## [Your assignment]
Reproduce the entries. Each one must match the original exactly.

## [The input]
•••••
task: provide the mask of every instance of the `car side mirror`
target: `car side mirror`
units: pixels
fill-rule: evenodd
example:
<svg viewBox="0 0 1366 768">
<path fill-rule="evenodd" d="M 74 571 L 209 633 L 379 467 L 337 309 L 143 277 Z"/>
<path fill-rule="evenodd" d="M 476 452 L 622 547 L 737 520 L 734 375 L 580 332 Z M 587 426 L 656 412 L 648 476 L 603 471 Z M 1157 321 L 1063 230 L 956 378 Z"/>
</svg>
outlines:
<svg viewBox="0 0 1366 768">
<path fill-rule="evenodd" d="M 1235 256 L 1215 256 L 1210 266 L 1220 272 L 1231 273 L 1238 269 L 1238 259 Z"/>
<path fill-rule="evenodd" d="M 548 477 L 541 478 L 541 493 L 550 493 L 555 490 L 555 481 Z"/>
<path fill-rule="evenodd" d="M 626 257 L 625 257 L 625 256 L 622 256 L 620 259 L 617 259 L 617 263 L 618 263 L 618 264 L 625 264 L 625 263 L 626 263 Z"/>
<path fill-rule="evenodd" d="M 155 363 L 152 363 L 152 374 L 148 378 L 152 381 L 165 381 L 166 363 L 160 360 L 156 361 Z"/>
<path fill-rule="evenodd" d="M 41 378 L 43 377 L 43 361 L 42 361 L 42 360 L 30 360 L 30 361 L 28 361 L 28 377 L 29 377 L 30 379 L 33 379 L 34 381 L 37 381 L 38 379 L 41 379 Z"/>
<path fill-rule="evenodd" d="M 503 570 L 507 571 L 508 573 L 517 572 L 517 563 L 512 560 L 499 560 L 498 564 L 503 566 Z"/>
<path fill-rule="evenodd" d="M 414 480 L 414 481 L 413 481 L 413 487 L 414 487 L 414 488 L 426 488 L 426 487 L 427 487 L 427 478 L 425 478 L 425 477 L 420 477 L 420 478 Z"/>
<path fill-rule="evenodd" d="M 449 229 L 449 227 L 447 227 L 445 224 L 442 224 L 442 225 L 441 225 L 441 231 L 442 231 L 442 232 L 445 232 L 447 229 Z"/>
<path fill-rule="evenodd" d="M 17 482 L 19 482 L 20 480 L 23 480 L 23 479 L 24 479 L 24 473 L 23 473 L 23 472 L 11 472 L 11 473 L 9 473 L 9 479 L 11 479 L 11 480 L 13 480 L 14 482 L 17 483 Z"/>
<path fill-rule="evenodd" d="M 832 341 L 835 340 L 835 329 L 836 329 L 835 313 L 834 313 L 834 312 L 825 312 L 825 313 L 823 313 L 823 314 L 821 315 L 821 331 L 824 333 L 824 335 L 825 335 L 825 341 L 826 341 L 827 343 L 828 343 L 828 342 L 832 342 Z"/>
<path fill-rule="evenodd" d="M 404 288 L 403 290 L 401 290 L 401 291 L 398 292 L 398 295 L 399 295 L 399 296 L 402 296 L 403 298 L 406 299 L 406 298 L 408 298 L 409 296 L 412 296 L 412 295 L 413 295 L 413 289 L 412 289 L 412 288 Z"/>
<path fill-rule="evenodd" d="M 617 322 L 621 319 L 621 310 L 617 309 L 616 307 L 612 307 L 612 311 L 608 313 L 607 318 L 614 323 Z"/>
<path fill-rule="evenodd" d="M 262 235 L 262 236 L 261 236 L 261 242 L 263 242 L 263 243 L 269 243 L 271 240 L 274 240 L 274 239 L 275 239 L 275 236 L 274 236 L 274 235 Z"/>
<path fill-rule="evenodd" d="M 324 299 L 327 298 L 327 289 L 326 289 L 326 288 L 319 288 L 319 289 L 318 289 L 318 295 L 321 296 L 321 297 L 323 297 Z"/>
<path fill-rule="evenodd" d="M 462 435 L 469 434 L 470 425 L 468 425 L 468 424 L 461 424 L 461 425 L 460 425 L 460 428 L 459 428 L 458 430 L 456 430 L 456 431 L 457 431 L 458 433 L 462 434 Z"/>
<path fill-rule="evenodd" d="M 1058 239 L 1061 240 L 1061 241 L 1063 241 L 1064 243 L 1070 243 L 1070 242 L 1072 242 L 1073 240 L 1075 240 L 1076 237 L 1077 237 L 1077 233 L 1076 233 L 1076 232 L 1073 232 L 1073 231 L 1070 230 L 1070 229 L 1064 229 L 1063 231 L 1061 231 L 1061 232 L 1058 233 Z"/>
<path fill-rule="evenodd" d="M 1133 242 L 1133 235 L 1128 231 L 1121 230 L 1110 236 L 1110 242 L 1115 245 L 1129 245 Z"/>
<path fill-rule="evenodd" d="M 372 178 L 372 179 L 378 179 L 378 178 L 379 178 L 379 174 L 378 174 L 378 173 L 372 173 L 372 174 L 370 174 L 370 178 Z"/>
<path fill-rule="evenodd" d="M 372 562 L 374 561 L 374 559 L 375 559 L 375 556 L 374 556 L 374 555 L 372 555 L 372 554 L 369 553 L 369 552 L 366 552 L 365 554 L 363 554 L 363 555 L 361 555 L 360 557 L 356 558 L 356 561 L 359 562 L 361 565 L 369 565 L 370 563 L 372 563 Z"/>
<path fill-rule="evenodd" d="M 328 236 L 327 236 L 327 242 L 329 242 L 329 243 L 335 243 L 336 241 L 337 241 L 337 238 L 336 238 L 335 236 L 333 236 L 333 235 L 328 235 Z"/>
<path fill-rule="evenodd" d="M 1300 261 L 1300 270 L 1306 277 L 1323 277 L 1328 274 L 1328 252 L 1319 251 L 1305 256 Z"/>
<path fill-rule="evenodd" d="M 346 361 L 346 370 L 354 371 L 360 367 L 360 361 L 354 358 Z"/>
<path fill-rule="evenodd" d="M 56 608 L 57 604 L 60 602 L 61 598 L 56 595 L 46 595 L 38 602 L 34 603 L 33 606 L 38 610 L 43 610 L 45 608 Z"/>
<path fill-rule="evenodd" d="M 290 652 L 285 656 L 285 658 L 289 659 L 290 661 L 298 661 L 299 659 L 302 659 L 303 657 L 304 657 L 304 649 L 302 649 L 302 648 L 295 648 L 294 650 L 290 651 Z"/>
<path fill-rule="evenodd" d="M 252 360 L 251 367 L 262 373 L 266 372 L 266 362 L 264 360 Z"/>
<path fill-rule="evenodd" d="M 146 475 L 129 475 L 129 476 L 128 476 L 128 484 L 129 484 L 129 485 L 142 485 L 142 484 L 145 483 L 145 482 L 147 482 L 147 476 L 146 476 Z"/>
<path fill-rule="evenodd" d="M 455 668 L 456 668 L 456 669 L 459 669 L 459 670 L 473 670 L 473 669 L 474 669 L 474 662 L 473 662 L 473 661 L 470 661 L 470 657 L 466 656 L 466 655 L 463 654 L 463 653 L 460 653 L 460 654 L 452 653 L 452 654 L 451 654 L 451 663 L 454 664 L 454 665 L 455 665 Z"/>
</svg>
•••••
## [Response below]
task: provide the mask of every instance of the `car side mirror`
target: `car side mirror`
units: pixels
fill-rule: evenodd
example:
<svg viewBox="0 0 1366 768">
<path fill-rule="evenodd" d="M 74 571 L 209 633 L 379 467 L 337 309 L 143 277 Z"/>
<path fill-rule="evenodd" d="M 476 452 L 622 547 L 737 520 L 734 375 L 580 332 Z M 587 426 L 656 412 L 648 476 L 603 471 Z M 1157 321 L 1063 230 L 956 378 Z"/>
</svg>
outlines:
<svg viewBox="0 0 1366 768">
<path fill-rule="evenodd" d="M 1235 256 L 1215 256 L 1210 266 L 1220 272 L 1231 273 L 1238 269 L 1238 259 Z"/>
<path fill-rule="evenodd" d="M 548 477 L 541 478 L 541 493 L 550 493 L 555 490 L 555 481 Z"/>
<path fill-rule="evenodd" d="M 626 257 L 625 257 L 625 256 L 622 256 L 620 259 L 617 259 L 617 263 L 618 263 L 618 264 L 625 264 L 625 263 L 626 263 Z"/>
<path fill-rule="evenodd" d="M 155 363 L 152 363 L 152 374 L 148 378 L 152 381 L 165 381 L 166 363 L 160 360 L 156 361 Z"/>
<path fill-rule="evenodd" d="M 41 378 L 43 377 L 43 361 L 42 361 L 42 360 L 30 360 L 30 361 L 28 361 L 28 377 L 29 377 L 30 379 L 33 379 L 34 381 L 37 381 L 38 379 L 41 379 Z"/>
<path fill-rule="evenodd" d="M 503 570 L 507 571 L 508 573 L 517 572 L 517 563 L 512 560 L 499 560 L 498 564 L 503 566 Z"/>
<path fill-rule="evenodd" d="M 414 480 L 414 481 L 413 481 L 413 487 L 414 487 L 414 488 L 426 488 L 426 487 L 427 487 L 427 478 L 425 478 L 425 477 L 420 477 L 420 478 Z"/>
<path fill-rule="evenodd" d="M 449 229 L 449 227 L 447 227 L 445 224 L 442 224 L 442 225 L 441 225 L 441 231 L 442 231 L 442 232 L 445 232 L 447 229 Z"/>
<path fill-rule="evenodd" d="M 17 482 L 19 482 L 20 480 L 23 480 L 23 479 L 24 479 L 24 473 L 23 473 L 23 472 L 11 472 L 11 473 L 9 473 L 9 479 L 11 479 L 11 480 L 13 480 L 14 482 L 17 483 Z"/>
<path fill-rule="evenodd" d="M 832 341 L 835 340 L 835 329 L 836 329 L 835 313 L 834 313 L 834 312 L 825 312 L 825 313 L 823 313 L 823 314 L 821 315 L 821 331 L 824 333 L 824 335 L 825 335 L 825 341 L 826 341 L 827 343 L 828 343 L 828 342 L 832 342 Z"/>
<path fill-rule="evenodd" d="M 404 288 L 403 290 L 401 290 L 401 291 L 398 292 L 398 295 L 399 295 L 399 296 L 402 296 L 403 298 L 406 299 L 406 298 L 408 298 L 409 296 L 412 296 L 412 295 L 413 295 L 413 289 L 412 289 L 412 288 Z"/>
<path fill-rule="evenodd" d="M 617 322 L 621 319 L 621 310 L 617 309 L 616 307 L 612 307 L 612 311 L 608 313 L 607 318 L 614 323 Z"/>
<path fill-rule="evenodd" d="M 262 235 L 262 236 L 261 236 L 261 242 L 263 242 L 263 243 L 269 243 L 271 240 L 274 240 L 274 239 L 275 239 L 275 236 L 274 236 L 274 235 Z"/>
<path fill-rule="evenodd" d="M 324 299 L 327 298 L 327 289 L 326 289 L 326 288 L 319 288 L 319 289 L 318 289 L 318 295 L 321 296 L 321 297 L 323 297 Z"/>
<path fill-rule="evenodd" d="M 462 435 L 469 434 L 470 425 L 468 425 L 468 424 L 461 424 L 461 425 L 460 425 L 460 428 L 459 428 L 458 430 L 456 430 L 456 431 L 457 431 L 458 433 L 462 434 Z"/>
<path fill-rule="evenodd" d="M 1058 239 L 1061 240 L 1061 241 L 1063 241 L 1064 243 L 1070 243 L 1070 242 L 1072 242 L 1073 240 L 1075 240 L 1076 237 L 1077 237 L 1077 233 L 1076 233 L 1076 232 L 1073 232 L 1073 231 L 1070 230 L 1070 229 L 1064 229 L 1063 231 L 1061 231 L 1061 232 L 1058 233 Z"/>
<path fill-rule="evenodd" d="M 1133 242 L 1133 235 L 1128 231 L 1121 230 L 1110 236 L 1110 242 L 1115 245 L 1129 245 Z"/>
<path fill-rule="evenodd" d="M 372 178 L 372 179 L 378 179 L 378 178 L 379 178 L 379 174 L 378 174 L 378 173 L 372 173 L 372 174 L 370 174 L 370 178 Z"/>
<path fill-rule="evenodd" d="M 372 562 L 374 561 L 374 559 L 375 559 L 375 556 L 374 556 L 374 555 L 372 555 L 372 554 L 369 553 L 369 552 L 366 552 L 365 554 L 363 554 L 363 555 L 361 555 L 360 557 L 356 558 L 356 561 L 359 562 L 361 565 L 369 565 L 370 563 L 372 563 Z"/>
<path fill-rule="evenodd" d="M 328 236 L 327 236 L 327 242 L 329 242 L 329 243 L 335 243 L 336 241 L 337 241 L 337 238 L 336 238 L 335 236 L 333 236 L 333 235 L 328 235 Z"/>
<path fill-rule="evenodd" d="M 1300 261 L 1300 270 L 1306 277 L 1323 277 L 1328 274 L 1328 252 L 1319 251 L 1305 256 Z"/>
<path fill-rule="evenodd" d="M 346 361 L 346 370 L 354 371 L 360 367 L 360 361 L 354 358 Z"/>
<path fill-rule="evenodd" d="M 56 608 L 57 604 L 60 602 L 61 598 L 56 595 L 46 595 L 38 602 L 34 603 L 33 606 L 38 610 L 43 610 L 45 608 Z"/>
<path fill-rule="evenodd" d="M 290 652 L 285 656 L 285 658 L 289 659 L 290 661 L 298 661 L 299 659 L 302 659 L 303 657 L 304 657 L 304 649 L 302 649 L 302 648 L 295 648 L 294 650 L 290 651 Z"/>
<path fill-rule="evenodd" d="M 252 360 L 251 367 L 262 373 L 266 372 L 266 362 L 264 360 Z"/>
<path fill-rule="evenodd" d="M 146 475 L 129 475 L 129 476 L 128 476 L 128 484 L 129 484 L 129 485 L 142 485 L 142 484 L 145 483 L 145 482 L 147 482 L 147 476 L 146 476 Z"/>
<path fill-rule="evenodd" d="M 455 668 L 456 668 L 456 669 L 459 669 L 459 670 L 473 670 L 473 669 L 474 669 L 474 662 L 473 662 L 473 661 L 470 661 L 470 657 L 466 656 L 466 655 L 463 654 L 463 653 L 460 653 L 460 654 L 452 653 L 452 654 L 451 654 L 451 663 L 454 664 L 454 665 L 455 665 Z"/>
</svg>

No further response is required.